--- Extract to read ---

The ultimate beginner's guide to trading Tezos
What is Tezos Coin
Co-founder, Arthur Breitman, saw a problem with the governance of Bitcoin and other blockchains. Bitcoin forks are decided in spartan court by miners, who profit the most from keeping things exactly the same. As a result, forks are kept to a minimum and this slows development. There is even a mentality that looks down on folks believing that when developers make upgrades they are violating the "code is law" philosophy of the blockchain.
The SegWit2x debate and eventual abandonment is a good example of a break down in governance, of the Bitcoin blockchain, that Tezos is trying to address. Bitcoin developers cancelled a hard fork because they couldn’t get miner support. Since the only way to make a change to the code is through a fork. If someone doesn’t agree with the change they can continue mining the old one, which leads to Ethereum Classic situations.
Tezos decided instead to create a governance system where Stakeholders vote on all minor and major alterations to the blockchain network.

--- Extracted data ---

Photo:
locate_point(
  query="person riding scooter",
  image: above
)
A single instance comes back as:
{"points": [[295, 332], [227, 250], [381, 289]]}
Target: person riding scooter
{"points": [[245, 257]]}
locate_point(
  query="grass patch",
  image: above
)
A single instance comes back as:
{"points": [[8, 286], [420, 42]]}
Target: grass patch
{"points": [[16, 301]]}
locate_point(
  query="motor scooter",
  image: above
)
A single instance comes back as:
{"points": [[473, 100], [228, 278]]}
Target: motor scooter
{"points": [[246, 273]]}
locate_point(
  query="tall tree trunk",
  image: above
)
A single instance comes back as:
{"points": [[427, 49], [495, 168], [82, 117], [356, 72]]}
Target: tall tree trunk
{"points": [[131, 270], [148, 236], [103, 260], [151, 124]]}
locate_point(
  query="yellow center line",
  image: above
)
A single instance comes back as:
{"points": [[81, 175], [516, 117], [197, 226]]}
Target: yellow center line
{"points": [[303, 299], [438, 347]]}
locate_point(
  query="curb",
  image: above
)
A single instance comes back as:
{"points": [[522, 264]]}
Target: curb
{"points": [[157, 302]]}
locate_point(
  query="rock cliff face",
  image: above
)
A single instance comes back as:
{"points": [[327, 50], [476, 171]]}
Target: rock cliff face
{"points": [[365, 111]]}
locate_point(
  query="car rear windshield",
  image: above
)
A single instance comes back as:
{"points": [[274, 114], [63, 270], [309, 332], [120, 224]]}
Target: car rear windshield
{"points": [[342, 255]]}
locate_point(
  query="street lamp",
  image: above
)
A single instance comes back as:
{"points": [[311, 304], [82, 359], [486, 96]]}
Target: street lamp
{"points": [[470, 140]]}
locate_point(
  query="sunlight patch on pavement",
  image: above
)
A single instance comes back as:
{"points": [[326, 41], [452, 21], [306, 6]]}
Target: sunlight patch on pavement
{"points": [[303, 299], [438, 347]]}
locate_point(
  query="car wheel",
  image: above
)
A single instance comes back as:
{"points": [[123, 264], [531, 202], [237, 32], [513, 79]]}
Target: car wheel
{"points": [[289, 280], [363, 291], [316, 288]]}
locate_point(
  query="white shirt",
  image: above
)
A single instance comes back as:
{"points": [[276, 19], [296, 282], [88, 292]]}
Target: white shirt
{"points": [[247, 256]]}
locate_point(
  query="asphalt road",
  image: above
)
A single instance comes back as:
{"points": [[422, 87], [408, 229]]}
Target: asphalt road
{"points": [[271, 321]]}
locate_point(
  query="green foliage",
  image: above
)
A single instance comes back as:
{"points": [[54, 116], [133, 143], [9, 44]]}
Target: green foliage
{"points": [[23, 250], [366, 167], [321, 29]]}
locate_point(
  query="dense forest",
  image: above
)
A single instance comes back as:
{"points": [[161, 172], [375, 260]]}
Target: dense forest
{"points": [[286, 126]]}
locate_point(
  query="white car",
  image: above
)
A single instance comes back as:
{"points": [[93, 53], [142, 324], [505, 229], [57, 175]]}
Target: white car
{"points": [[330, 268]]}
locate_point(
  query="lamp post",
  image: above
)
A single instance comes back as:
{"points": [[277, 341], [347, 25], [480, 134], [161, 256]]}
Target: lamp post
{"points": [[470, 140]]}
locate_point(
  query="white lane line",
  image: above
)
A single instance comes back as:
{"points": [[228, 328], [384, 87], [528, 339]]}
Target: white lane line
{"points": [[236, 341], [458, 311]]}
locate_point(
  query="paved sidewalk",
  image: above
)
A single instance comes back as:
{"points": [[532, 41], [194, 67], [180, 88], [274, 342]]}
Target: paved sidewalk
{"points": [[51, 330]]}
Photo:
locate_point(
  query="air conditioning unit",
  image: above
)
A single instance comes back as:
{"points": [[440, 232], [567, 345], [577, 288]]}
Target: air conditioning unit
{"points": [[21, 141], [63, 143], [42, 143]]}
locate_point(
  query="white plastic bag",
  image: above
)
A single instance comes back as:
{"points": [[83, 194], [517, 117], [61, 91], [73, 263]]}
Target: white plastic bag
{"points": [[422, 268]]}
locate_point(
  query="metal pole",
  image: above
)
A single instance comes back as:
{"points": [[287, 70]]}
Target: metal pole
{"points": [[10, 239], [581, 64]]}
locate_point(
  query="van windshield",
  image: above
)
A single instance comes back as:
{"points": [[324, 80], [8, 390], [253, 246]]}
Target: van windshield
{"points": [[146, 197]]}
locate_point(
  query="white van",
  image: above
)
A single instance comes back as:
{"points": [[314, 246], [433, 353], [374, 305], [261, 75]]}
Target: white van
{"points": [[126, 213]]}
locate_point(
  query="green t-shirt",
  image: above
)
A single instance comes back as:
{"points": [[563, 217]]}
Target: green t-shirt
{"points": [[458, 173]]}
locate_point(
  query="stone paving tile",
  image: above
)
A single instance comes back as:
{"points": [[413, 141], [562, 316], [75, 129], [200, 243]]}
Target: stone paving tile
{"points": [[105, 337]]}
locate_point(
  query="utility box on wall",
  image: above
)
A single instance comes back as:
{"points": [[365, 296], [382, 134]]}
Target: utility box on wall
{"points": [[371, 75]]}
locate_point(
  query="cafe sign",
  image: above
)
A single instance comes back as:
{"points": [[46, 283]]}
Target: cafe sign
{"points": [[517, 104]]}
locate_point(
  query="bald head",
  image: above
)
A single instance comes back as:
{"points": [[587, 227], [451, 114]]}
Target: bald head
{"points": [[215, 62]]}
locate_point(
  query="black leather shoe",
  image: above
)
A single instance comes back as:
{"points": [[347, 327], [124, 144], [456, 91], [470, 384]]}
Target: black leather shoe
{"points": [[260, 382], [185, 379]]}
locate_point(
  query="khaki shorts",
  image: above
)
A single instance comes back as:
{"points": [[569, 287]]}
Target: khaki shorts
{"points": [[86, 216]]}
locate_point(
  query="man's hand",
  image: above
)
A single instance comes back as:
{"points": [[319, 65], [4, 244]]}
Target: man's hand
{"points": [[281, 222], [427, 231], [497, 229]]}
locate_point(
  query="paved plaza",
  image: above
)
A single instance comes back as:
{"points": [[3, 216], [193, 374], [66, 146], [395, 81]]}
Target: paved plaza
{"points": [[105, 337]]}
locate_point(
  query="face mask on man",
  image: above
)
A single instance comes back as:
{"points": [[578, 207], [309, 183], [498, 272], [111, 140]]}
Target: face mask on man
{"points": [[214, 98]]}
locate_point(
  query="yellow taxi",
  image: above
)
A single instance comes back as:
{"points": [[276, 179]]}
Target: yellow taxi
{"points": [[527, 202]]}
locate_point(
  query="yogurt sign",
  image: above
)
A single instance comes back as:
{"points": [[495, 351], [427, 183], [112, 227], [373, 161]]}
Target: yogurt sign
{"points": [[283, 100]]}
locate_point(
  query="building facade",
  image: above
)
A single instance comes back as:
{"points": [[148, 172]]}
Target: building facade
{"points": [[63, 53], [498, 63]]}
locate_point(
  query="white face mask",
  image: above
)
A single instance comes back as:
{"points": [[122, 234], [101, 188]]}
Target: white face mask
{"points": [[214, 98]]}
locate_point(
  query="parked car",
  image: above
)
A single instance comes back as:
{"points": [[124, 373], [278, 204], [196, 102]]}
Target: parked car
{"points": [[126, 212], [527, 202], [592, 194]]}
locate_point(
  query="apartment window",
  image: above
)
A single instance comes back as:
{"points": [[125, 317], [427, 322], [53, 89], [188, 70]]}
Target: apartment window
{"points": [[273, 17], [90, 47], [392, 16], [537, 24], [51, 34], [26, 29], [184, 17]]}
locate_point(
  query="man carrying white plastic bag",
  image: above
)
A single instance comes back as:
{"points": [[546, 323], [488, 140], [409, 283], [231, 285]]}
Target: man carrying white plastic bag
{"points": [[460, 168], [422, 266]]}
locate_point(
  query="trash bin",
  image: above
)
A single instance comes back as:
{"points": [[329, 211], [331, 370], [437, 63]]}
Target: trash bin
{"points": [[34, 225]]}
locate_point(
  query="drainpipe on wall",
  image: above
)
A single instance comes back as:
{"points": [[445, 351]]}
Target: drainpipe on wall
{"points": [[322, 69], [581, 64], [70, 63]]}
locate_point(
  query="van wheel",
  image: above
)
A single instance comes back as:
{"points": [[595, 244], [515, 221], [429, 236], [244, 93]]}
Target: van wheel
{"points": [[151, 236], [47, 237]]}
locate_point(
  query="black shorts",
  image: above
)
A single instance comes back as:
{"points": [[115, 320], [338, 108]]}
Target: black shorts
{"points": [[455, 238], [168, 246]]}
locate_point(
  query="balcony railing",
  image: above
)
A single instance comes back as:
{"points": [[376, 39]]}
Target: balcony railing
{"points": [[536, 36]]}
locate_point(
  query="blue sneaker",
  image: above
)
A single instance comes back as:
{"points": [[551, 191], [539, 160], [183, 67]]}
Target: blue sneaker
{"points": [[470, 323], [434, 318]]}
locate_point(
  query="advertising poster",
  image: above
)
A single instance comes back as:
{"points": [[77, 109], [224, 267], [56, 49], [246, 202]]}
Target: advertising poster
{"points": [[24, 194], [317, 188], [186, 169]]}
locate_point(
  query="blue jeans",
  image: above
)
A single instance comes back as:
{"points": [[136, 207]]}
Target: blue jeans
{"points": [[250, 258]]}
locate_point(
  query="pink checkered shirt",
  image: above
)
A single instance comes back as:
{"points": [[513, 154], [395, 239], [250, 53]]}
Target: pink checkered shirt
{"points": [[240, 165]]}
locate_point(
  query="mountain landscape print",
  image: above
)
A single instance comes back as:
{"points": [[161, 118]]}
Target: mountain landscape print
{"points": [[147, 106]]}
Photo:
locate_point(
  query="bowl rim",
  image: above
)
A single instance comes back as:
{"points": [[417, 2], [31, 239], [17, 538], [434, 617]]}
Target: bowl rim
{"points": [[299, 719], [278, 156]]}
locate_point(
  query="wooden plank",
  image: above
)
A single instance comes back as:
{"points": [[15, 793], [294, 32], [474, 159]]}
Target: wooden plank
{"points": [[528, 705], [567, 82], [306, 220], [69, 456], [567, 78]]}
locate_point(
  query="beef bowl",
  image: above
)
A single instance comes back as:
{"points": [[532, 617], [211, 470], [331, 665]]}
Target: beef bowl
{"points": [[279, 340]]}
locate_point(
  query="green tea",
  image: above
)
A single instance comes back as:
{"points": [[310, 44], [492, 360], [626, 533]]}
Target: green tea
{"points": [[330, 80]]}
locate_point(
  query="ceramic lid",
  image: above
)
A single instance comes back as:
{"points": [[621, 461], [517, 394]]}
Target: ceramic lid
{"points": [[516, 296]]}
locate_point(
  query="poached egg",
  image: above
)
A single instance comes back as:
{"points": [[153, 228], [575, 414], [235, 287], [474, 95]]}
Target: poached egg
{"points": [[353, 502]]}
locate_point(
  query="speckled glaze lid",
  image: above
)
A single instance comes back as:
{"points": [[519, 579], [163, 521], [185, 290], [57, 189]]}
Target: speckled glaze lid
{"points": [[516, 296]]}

---

# Exercise instructions
a. Summarize the Tezos guide in two sentences.
b. List every line of the rows that contains the word "leather".

# Full solutions
a. Arthur Breitman, a co-founder of Tezos, saw a problem with the governance of Bitcoin, where miners decide forks and development slows as a result, and the SegWit2x debate, in which developers canceled a hard fork for lack of miner support, is an example of that breakdown. Tezos instead created a governance system in which stakeholders vote on all minor and major alterations to the blockchain network.

b.
  query="black leather shoe",
Target: black leather shoe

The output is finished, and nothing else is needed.